(Items from a data source)
####################

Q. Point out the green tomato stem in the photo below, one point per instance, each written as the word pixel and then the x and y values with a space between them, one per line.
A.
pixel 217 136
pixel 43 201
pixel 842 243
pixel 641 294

####################

Exercise objective
A verbatim copy of all the entries above is requested.

Expected answer
Q. Point out the green tomato stem in the photo below, one point per instance, each written as the word pixel and then the x and y values with a space between them, one per line.
A.
pixel 217 136
pixel 43 201
pixel 842 243
pixel 641 294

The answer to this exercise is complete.